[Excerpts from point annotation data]
# # # # #

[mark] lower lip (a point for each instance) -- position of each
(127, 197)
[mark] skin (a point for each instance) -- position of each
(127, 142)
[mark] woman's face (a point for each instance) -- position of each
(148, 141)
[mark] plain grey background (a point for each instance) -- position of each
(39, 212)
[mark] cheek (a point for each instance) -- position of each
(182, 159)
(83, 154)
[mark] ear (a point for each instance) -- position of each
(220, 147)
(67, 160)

# # # # #

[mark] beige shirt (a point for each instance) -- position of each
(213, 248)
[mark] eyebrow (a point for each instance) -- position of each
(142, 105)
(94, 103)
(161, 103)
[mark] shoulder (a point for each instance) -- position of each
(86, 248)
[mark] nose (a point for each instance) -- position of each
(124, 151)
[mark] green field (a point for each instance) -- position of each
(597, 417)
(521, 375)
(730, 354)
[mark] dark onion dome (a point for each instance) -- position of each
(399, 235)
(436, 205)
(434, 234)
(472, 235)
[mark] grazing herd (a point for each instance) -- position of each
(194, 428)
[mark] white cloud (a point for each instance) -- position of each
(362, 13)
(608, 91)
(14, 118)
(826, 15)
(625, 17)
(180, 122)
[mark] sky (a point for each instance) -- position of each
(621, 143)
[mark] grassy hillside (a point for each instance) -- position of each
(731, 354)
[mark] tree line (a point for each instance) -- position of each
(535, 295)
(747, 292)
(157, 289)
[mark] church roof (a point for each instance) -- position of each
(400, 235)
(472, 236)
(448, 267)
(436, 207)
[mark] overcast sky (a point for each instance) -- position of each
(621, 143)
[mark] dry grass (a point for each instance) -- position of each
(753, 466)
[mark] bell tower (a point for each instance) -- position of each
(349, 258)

# # # # #

--- Goal ---
Extract every line in the records above that contains the word "shoulder".

--- Response to this exercise ---
[mark] shoulder (a point for each instance) -- position of each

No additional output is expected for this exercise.